The pillars of the gallery were covered with inscriptions scratched on
their surface. Many of these graphites formed simple Greek names
Pompaios, Arpokrates, Celsa, etc., or Latin names, or fragments of
sentences, _curate pecunias, fur es Torque, Rustico feliciter!_ etc.
Others proved clearly that the place was inhabited by gladiators:
_inludus Velius_ (that is to say _not in the game, out of the ring_)
_bis victor libertus--leonibus, victor Veneri parmam feret_. Other
inscriptions designate families or troops of gladiators, of which there
are a couple familiar to us already, that of N. Festus Ampliatus and
that of N. Popidius Rufus; and a third, with which we are not
acquainted, namely, that of Pomponius Faustinus.

• WORK TO DO:
1 > According to the passage on the gallery inscriptions, which troop of gladiators is not known to us?
2 > Please extend the passage on the gallery inscriptions by one paragraph, starting after its last sentence.
The material has no role in these tasks.

• DATASET EXTRACT:
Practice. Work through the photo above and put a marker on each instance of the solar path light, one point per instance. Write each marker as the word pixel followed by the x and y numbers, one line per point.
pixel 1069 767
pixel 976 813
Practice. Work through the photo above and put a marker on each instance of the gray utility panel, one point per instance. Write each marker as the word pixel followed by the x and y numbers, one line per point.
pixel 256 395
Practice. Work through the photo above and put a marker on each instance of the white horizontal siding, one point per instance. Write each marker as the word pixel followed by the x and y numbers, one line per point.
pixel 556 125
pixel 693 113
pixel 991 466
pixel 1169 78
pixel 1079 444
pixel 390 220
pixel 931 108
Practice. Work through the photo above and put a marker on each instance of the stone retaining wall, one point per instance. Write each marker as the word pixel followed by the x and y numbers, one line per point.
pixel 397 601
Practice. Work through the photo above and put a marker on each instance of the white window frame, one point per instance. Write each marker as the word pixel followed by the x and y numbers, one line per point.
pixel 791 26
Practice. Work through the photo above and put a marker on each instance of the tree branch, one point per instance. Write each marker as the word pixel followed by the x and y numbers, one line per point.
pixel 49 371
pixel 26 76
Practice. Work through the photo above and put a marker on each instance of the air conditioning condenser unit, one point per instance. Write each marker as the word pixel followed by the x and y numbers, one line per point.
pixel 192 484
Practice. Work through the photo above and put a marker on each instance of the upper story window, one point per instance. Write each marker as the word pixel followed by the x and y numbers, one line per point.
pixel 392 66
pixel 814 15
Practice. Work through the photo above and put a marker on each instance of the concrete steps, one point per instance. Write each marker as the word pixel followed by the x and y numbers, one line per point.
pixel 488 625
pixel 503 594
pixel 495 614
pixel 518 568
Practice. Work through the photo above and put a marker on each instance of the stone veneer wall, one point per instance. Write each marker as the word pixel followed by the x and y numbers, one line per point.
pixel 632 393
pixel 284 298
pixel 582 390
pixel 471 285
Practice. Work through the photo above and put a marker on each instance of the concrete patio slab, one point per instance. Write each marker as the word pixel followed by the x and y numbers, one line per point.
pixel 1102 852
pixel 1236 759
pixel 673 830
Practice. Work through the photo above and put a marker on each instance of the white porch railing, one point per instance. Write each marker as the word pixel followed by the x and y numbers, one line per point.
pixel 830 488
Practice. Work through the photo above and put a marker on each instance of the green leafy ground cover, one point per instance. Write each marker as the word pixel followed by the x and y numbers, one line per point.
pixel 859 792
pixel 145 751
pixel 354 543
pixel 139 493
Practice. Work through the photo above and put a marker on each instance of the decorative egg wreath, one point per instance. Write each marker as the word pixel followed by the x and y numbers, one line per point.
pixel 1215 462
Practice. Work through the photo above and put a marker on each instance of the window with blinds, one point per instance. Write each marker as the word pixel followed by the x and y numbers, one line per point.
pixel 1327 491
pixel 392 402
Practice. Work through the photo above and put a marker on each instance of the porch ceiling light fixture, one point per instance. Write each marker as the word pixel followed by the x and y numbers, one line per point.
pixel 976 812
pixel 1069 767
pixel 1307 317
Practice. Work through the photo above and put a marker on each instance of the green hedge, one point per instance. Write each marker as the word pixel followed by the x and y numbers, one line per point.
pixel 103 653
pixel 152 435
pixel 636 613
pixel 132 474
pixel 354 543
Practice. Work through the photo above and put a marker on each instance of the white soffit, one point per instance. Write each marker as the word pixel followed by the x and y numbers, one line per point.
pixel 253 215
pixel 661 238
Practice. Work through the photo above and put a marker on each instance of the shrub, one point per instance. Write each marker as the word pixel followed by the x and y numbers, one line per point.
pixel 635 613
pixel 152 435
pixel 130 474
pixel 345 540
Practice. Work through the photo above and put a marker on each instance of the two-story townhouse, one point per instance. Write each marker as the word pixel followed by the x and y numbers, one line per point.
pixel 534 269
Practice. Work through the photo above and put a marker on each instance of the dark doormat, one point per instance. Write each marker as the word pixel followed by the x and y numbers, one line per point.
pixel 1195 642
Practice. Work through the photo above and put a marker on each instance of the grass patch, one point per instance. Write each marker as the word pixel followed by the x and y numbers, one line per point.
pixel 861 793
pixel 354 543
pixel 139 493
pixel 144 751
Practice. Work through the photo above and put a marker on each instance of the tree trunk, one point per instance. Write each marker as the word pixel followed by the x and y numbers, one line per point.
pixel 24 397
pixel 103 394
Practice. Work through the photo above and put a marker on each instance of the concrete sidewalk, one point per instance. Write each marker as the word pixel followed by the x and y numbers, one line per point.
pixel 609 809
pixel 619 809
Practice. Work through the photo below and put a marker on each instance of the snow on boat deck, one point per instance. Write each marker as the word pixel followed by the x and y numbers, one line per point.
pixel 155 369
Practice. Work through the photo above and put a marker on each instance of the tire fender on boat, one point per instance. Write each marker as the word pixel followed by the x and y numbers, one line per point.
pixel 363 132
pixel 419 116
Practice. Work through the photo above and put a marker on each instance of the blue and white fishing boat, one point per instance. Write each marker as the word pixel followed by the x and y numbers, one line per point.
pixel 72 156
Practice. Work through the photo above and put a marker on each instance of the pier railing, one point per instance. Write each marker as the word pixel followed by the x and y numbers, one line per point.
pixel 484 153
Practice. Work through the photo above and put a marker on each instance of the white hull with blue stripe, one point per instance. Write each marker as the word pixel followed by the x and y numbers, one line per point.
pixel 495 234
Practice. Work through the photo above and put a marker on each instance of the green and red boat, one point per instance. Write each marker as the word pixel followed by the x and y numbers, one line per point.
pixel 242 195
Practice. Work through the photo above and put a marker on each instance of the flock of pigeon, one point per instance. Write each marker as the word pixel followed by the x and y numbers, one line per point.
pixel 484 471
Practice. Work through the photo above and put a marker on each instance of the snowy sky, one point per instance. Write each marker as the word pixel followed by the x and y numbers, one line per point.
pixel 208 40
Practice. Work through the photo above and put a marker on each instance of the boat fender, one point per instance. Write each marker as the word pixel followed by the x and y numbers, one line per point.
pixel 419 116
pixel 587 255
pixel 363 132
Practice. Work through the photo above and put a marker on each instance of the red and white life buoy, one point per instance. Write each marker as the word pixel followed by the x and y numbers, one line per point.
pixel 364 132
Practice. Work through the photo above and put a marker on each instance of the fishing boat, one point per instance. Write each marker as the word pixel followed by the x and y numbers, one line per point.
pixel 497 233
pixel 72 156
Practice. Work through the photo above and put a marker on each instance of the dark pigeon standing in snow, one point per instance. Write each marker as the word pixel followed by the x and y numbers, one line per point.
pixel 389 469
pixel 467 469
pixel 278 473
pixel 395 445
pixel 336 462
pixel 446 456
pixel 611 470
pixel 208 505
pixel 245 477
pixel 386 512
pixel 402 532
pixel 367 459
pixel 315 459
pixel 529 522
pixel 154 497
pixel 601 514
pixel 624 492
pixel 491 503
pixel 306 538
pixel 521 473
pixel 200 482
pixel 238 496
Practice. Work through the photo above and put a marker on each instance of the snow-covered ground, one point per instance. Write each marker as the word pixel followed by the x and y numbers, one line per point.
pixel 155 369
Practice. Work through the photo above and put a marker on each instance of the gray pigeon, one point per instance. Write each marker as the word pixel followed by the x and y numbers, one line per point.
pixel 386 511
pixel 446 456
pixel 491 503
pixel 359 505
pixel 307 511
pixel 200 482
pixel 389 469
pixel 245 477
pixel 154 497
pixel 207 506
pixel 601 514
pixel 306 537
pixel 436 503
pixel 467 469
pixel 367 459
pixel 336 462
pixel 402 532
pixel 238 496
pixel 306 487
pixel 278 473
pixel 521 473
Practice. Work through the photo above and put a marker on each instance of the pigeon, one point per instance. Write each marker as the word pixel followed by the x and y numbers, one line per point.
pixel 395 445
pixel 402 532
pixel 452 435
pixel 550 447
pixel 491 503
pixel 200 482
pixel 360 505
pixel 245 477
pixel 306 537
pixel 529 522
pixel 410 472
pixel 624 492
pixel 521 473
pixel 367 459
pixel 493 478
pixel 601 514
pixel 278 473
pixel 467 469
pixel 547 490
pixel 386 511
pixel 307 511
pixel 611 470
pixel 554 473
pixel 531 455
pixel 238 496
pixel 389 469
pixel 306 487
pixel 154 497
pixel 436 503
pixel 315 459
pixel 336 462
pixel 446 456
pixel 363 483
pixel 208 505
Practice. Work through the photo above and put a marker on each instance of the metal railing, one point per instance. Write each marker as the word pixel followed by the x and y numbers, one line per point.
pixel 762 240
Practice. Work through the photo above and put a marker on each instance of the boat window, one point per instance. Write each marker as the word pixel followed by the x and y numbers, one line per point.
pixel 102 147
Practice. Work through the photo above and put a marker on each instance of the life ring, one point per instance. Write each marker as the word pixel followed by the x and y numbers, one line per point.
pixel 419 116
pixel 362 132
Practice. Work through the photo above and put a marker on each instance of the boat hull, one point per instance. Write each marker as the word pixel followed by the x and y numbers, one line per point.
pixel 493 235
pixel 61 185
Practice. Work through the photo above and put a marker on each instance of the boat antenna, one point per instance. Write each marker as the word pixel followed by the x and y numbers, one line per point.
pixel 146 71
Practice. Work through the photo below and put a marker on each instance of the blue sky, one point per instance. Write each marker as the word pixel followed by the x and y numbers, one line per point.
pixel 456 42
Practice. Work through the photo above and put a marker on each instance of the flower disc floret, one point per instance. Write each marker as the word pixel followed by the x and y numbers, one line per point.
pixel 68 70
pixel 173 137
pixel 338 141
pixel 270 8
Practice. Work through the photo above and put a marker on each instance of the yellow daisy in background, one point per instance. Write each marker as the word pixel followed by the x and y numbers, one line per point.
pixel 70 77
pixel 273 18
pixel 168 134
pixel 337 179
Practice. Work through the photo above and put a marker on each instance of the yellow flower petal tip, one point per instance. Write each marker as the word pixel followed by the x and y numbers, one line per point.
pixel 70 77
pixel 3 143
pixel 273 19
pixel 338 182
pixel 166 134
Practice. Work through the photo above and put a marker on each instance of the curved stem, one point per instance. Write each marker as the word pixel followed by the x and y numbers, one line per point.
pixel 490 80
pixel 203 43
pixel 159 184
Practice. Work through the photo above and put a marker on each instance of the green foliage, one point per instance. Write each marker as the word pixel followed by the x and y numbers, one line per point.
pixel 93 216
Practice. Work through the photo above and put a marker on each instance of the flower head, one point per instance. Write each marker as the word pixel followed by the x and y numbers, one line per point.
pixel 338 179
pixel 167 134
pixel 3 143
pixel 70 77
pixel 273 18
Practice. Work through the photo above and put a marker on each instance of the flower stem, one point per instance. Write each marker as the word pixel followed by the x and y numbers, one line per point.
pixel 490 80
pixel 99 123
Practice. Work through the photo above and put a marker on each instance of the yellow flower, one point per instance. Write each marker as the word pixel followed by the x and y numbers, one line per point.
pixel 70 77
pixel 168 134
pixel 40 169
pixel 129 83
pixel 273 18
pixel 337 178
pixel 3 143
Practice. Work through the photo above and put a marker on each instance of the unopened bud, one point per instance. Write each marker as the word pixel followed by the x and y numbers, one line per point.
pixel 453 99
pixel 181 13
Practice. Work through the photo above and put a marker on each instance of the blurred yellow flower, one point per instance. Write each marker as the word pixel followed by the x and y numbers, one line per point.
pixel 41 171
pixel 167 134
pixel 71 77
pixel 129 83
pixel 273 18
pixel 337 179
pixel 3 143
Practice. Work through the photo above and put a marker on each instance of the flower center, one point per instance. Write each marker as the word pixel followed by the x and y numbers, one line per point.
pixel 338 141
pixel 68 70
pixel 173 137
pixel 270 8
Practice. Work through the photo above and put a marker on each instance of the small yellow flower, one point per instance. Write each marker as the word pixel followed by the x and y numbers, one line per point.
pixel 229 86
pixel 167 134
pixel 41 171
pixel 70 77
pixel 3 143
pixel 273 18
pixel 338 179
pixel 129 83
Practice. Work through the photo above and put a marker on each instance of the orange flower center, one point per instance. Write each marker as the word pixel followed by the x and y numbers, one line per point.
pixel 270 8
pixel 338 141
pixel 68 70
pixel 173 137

• ANSWERS TO THE PROBLEMS:
1 > The troop of Pomponius Faustinus.

2 >
What has not been written concerning the gladiators? The origin of their
bloody sports; the immolations, voluntary at first, and soon afterward
compulsory, that did honor to the ashes of the dead warriors; then the
combats around the funeral pyres; then, ere long, the introduction of
these funeral spectacles as part of the public festivals, especially in
the triumphal parades of victorious generals; then into private
pageants, and then into the banquets of tyrants who caused the heads of
the proscribed to be brought to them at table. The skill of such and
such an artist in decapitation (_decollandi artifex_) was the subject of
remark and compliment. Ah, those were the grand ages!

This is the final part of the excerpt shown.